#### Given text:
-- Opening Marker --
Because we are starting with a small group of population at a time and therefore masks will be protective and continue to be used so as to help in breaking the chain of viral transmission.
The total COVID-19 cases mounted to 94,62,809 with 31,118 new infections, while the death toll climbed to 1,37,621 after 482 more fatalities were reported, according to the Union Health ministry data updated at 8 am. New infections due to COVID-19 have started to decline steadily since the first week of October.
Asked to comment on the alleged adverse event during the SII trial in Chennai, Bhushan said it was being reviewed by the Drugs Controller General of India (DCGI) to ascertain if there is any casual link between the episode and the shot administered to the volunteer.
Last week, a 40-year-old man, who was a volunteer in the third phase of the vaccine trial in Chennai, claimed to have suffered serious neurological and psychological symptoms after taking the experimental shot and has sued the SII along with others and sought compensation of Rs 5 crore, besides seeking a halt to the trial. The SII has rejected the charge as "malicious and misconceived" and said it will seek damages in excess of Rs 100 crore.
-- Closing Marker --
Referring expression pointing data
-- Opening Marker --
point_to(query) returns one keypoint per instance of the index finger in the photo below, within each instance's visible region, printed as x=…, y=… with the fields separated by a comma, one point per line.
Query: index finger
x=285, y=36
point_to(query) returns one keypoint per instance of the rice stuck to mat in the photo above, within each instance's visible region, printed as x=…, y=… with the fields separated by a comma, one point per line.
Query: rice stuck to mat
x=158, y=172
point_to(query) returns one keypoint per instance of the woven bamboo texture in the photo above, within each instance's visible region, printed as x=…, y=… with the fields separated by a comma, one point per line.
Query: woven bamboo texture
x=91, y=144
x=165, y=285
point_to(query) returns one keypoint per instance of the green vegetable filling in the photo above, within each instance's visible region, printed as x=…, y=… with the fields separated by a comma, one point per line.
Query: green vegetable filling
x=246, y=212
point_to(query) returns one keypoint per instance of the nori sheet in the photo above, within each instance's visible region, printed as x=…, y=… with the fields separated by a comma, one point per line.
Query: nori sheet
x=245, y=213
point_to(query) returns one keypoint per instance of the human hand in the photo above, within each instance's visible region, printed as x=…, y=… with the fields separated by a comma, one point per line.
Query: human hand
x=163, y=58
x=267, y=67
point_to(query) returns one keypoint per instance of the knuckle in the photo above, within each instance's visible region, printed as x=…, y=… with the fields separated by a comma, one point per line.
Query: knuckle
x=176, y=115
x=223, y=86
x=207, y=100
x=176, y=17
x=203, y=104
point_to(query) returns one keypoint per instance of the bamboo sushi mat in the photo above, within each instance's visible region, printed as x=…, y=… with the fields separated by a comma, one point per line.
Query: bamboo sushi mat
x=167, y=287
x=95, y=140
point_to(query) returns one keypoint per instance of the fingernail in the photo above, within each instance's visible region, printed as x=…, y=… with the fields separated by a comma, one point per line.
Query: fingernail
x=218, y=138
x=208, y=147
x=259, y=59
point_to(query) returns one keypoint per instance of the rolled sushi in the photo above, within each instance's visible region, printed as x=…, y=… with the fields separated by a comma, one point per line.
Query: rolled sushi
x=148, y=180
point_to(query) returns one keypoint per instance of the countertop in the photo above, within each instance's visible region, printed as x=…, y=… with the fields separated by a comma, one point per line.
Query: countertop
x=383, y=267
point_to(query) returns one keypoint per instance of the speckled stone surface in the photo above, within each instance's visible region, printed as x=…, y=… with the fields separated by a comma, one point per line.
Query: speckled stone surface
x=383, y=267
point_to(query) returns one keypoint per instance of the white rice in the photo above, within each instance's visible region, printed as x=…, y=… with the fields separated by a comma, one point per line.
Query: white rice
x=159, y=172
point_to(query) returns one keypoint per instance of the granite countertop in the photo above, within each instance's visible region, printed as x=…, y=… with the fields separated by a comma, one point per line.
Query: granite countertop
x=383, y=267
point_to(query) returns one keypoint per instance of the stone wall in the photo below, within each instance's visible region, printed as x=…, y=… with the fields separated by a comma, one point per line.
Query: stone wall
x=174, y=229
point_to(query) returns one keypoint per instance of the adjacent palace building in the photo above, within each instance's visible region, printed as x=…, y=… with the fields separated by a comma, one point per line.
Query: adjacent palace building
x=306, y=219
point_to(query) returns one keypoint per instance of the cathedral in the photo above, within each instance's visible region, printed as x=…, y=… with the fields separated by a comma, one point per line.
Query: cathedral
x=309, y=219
-- Closing Marker --
#### What you need to do:
[a] Turn the paragraph of the COVID-19 report that begins "Last week, a 40-year-old man" into a brief list that keeps its main facts.
[b] Carry on the COVID-19 report past its last sentence.

#### Responses:
[a]
- Last week, a 40-year-old volunteer in the third phase of the vaccine trial in Chennai claimed he suffered serious neurological and psychological symptoms after the experimental shot.
- He sued the SII and others, seeking Rs 5 crore in compensation and a halt to the trial.
- The SII called the charge "malicious and misconceived" and said it will seek damages in excess of Rs 100 crore.

[b]
The Pune-based vaccine manufacturer on Tuesday said the vaccine is safe and immunogenic. "We would want to assure everyone that the vaccine won't be released for mass use unless it is proven immunogenic, and safe," it said in a blogpost.
"The concerned authorities were informed and the principal investigator, DSMB(Data Safety and Monitoring Board) and the Ethics Committee independently cleared and reckoned it as a non-related issue to the vaccine trial.
"Post which, we submitted all the reports and data related to the incident to the DCGI (Drugs Controller General of India). It is only after we cleared all the required processes that we continued with the trials," it added.
The SII said all the requisite regulatory and ethical processes and guidelines were followed diligently and strictly.
Bhushan said due processes about reporting the adverse event have been followed.
The adverse event will not affect the timelines in any manner, whatsoever." Union Health Minister Harsh Vardhan had earlier said a COVID-19 vaccine is likely to be available by the first quarter of 2021.
Bhargava said adverse events do occur with drugs or vaccines or any other health intervention. "If any adverse event warrants hospitalisation then it is called a serious adverse event. It is the role of the drug regulator, after collating all the data, to ascertain or refute whether there is a causal link between the event and the intervention.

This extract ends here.